## Text block
=======
Green powders are supplements that are intended to give you essential nutrients you need from vegetables.
This article explores whether green powders such as athletic greens are a good replacement for vegetables and where they fall short.
I’m not going to go into which diet is best for health and longevity here but whatever diet you prefer, everyone can agree that vegetables play an important role in health. The Dietary Guidelines for Americans 2010 recommends making one half of your plate fruits and vegetables and The World Health Organization (WHO) recommends an intake of five to eight portions (400-600 g) daily. This has been linked to reduction in a wide range of age-related diseases from cardiovascular disease to cancer.
Why are vegetables good for us?
The main vitamins found in vegetables are vitamin A, C, E and folate. Vitamins C and E are important antioxidants, they reduce the formation of harmful compounds such as nitrosamines inside our cells and protect our cell membranes from damage. Folate helps protect our DNA from damage. Inadequate intake can lead to reduction in DNA methylation at certain points which can impair normal controls on the expression of genes. Adequate daily intake of these vitamins can be achieved with a diet rich in vegetables. Exceptions are the need for supplementation of some vitamins and folate in pregnant women.
=======
## Recorded information
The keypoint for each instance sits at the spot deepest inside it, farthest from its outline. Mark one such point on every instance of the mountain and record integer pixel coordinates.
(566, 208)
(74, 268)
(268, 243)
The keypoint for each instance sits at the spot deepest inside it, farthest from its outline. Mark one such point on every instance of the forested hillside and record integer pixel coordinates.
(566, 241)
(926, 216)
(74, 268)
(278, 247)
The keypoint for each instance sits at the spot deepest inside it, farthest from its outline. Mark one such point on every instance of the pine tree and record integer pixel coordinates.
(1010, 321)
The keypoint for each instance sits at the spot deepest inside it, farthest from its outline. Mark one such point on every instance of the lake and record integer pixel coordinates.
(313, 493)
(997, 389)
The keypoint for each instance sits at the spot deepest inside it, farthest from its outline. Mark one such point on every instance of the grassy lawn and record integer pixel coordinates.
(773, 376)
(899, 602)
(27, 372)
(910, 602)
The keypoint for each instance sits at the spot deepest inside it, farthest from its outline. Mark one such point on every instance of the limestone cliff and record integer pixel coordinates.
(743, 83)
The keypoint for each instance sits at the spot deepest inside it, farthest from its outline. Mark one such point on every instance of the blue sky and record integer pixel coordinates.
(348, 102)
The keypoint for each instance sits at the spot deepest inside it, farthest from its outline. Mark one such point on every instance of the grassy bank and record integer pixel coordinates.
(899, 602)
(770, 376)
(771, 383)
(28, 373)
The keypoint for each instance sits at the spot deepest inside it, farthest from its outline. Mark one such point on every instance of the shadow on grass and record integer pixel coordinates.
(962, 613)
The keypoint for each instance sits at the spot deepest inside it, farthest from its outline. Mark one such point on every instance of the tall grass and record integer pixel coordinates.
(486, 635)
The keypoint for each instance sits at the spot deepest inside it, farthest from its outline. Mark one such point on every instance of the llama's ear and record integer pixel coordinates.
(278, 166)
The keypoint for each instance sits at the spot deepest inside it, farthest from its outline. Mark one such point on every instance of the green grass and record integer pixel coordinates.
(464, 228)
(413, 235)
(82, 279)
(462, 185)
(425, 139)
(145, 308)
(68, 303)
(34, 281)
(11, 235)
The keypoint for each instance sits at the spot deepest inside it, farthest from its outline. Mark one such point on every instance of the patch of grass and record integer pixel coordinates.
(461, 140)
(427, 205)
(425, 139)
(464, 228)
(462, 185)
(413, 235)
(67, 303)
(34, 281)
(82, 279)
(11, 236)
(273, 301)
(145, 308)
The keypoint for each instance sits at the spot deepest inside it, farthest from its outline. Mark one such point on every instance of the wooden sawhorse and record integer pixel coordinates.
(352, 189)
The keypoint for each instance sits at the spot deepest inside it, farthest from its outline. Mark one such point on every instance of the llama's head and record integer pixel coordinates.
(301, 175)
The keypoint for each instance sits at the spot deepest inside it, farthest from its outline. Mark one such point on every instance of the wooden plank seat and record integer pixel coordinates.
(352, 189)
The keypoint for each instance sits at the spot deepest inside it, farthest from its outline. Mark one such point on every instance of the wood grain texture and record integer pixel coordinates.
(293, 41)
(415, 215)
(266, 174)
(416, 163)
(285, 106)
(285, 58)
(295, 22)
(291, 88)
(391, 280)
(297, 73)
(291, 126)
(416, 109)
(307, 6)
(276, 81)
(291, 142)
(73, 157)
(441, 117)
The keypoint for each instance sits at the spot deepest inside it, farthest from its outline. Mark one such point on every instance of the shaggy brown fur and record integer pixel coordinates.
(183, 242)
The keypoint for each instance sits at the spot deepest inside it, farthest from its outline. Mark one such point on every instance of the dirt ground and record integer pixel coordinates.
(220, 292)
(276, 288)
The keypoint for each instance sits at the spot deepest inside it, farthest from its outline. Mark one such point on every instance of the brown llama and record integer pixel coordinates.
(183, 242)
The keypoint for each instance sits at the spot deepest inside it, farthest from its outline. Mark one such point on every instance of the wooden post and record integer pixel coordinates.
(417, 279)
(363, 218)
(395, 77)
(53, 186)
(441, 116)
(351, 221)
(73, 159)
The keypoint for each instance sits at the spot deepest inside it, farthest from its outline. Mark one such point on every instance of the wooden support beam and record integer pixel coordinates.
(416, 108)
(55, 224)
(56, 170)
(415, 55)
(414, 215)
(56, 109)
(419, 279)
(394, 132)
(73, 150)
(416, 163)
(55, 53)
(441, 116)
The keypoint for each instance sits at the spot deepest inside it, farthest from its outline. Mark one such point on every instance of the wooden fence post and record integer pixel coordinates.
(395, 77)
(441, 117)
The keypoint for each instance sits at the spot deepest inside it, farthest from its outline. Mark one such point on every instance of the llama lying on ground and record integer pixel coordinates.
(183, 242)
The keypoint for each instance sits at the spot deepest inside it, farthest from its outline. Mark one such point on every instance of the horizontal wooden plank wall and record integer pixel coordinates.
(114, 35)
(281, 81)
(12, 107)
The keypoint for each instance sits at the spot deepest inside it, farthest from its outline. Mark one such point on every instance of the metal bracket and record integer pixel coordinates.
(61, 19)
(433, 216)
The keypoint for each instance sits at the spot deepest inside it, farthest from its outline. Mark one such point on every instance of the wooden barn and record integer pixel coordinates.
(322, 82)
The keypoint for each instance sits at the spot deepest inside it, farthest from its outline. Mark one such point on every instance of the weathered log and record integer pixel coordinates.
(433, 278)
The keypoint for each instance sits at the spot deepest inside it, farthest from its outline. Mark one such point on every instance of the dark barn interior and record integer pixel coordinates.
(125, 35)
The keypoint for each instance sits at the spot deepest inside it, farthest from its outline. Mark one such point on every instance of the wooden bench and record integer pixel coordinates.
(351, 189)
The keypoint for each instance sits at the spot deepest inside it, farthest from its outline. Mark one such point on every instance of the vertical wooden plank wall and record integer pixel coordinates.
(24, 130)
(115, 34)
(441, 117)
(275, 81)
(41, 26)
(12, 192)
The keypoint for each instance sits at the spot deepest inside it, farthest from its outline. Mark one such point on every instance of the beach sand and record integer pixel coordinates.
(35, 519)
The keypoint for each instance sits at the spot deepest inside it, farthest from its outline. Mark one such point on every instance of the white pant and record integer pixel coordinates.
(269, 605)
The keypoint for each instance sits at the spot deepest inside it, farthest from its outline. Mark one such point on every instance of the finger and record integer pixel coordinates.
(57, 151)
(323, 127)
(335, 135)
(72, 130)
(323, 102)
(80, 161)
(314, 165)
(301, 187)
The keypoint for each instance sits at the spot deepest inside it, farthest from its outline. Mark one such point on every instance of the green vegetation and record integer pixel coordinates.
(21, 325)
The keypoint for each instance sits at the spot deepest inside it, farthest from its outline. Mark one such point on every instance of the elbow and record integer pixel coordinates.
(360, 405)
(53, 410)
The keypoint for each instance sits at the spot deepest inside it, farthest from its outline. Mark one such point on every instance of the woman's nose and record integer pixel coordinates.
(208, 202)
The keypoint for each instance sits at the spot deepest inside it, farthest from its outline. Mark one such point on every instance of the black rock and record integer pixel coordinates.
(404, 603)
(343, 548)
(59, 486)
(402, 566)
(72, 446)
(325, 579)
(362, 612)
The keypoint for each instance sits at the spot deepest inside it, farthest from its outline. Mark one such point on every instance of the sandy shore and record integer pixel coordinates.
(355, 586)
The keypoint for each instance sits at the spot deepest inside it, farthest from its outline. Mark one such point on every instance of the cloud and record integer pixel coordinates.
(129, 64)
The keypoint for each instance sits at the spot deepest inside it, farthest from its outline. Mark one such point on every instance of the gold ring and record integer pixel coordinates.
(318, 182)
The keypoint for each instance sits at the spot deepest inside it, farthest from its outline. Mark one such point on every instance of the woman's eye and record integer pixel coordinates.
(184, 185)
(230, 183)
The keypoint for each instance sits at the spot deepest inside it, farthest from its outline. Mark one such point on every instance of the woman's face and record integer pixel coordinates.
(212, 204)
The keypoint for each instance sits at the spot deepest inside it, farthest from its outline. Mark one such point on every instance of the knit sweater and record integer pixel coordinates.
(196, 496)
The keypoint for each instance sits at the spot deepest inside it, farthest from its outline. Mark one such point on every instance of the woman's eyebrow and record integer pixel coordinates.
=======
## Questions
#1 In the green powders article, what are the main vitamins found in vegetables?
#2 Please update the green powders article from the part that opens with the words containing "I’m not going" and closes with "good for us?", replacing "cardiovascular disease" with "heart disease".
#3 Write what comes next in the article on green powders and vegetables, starting after its last sentence.

## Responses for each task
#1 Vitamin A, C, E and folate.

#2
I’m not going to go into which diet is best for health and longevity here but whatever diet you prefer, everyone can agree that vegetables play an important role in health. The Dietary Guidelines for Americans 2010 recommends making one half of your plate fruits and vegetables and The World Health Organization (WHO) recommends an intake of five to eight portions (400-600 g) daily. This has been linked to reduction in a wide range of age-related diseases from heart disease to cancer.
Why are vegetables good for us?

#3
Minerals we need such as potassium, magnesium, manganese, selenium, calcium, and copper can all be met with adequate vegetable intake. Calcium supplementation may be needed in older individuals. Many of these minerals are cofactors which help important enzymes that protect against oxidative tissue damage.
Phytochemicals are chemical compounds produced by plants that play an important role in promoting health by interfering with cellular functions, gene expression and cellular metabolism in different ways. Vitamins and minerals can be considered phytochemicals but the name encombasses a wide range of other compounds that have individual and additive (synergistic) effects. These include things like sulfides, carotenoids, flavonoids such as quercetin, phenols and others like resveratrol.
Fiber refers to a group of carbohydrates that we cannot digest because we lack the necessary digestive enzymes to break them down. This does not mean fiber doesn’t have health benefits. To the contrary, increased fiber intake has been linked to a significant decrease in average mortality. Fiber reduces cholesterol levels by increasing the rate of excretion in bile, lowers blood pressure, slows absorption of glucose to prevent spikes, reduces contact time between potential carcinogens and cells of the digestive tract by increasing fecal bulking and viscosity and many other effects.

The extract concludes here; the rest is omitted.